--- begin Working data ---
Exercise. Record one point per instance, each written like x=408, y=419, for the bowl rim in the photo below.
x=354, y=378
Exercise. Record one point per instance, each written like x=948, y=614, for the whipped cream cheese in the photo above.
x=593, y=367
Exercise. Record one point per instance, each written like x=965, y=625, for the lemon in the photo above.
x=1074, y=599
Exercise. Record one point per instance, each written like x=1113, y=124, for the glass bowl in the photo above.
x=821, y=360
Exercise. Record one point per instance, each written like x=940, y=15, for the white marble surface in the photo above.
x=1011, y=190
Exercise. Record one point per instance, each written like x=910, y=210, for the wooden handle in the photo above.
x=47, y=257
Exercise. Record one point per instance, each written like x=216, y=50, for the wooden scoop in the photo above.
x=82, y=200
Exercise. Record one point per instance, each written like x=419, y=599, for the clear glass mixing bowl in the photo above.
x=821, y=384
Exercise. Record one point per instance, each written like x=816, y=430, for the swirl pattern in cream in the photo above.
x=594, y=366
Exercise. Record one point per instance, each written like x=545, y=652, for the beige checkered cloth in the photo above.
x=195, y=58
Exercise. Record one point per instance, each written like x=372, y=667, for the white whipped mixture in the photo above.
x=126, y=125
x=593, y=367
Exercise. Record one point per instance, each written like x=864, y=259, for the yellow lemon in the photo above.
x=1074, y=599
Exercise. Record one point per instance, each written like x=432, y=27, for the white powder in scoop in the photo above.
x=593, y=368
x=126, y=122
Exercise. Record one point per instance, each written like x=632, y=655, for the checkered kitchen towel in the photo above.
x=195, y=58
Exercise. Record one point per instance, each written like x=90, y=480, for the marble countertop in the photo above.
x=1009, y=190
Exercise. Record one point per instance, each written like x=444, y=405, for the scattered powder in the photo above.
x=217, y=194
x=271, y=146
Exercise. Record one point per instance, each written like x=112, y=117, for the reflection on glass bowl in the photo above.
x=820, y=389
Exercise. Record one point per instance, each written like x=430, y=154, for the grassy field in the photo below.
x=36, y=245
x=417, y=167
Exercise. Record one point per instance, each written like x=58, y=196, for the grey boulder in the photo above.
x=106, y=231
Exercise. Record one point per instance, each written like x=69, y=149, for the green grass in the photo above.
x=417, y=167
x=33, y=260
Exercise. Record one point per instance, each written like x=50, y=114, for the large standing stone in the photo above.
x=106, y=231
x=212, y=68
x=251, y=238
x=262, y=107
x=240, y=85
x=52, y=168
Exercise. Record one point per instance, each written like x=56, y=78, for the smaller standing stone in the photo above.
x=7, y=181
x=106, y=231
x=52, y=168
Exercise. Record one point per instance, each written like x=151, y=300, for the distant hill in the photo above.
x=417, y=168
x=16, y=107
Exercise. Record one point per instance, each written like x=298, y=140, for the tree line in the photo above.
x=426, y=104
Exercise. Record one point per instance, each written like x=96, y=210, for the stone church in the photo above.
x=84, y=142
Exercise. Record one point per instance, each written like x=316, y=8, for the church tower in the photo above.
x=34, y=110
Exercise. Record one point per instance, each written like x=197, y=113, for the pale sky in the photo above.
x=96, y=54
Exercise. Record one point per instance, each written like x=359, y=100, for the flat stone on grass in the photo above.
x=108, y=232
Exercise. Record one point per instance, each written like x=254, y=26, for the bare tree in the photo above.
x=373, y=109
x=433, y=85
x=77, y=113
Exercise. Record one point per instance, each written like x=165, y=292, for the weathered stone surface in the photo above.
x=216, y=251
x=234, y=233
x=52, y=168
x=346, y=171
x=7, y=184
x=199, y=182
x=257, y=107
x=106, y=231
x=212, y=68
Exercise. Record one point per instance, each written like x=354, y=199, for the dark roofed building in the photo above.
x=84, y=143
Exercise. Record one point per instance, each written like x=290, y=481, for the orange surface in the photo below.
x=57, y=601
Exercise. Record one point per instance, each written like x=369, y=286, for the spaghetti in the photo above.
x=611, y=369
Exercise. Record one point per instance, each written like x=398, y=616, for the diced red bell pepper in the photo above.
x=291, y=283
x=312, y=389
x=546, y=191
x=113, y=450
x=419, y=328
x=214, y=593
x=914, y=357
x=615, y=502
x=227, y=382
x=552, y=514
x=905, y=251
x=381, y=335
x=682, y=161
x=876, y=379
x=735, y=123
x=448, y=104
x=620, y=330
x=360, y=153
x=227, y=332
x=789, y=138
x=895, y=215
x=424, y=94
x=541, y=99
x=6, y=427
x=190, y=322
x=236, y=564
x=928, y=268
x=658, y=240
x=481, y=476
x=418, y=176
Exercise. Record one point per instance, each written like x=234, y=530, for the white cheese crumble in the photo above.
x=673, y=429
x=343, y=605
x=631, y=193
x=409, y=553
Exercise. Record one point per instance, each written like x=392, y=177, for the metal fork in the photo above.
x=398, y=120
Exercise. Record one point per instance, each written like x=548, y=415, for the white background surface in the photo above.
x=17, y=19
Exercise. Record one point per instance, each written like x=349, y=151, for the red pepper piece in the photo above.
--- end Working data ---
> [Description of the task]
Retype the lines of the material from the one containing "on glass bowl in the photo above." through the one containing "x=33, y=260", including both, without altering anything.

> [Task result]
Exercise. Record one point per instance, each written like x=112, y=117, for the reflection on glass bowl in the photo above.
x=820, y=389
Exercise. Record one point per instance, each written like x=430, y=154, for the grassy field in the photo below.
x=36, y=245
x=417, y=167
Exercise. Record one point per instance, each written like x=58, y=196, for the grey boulder in the photo above.
x=106, y=231
Exercise. Record one point per instance, each written like x=69, y=149, for the green grass in the photo above.
x=417, y=167
x=33, y=260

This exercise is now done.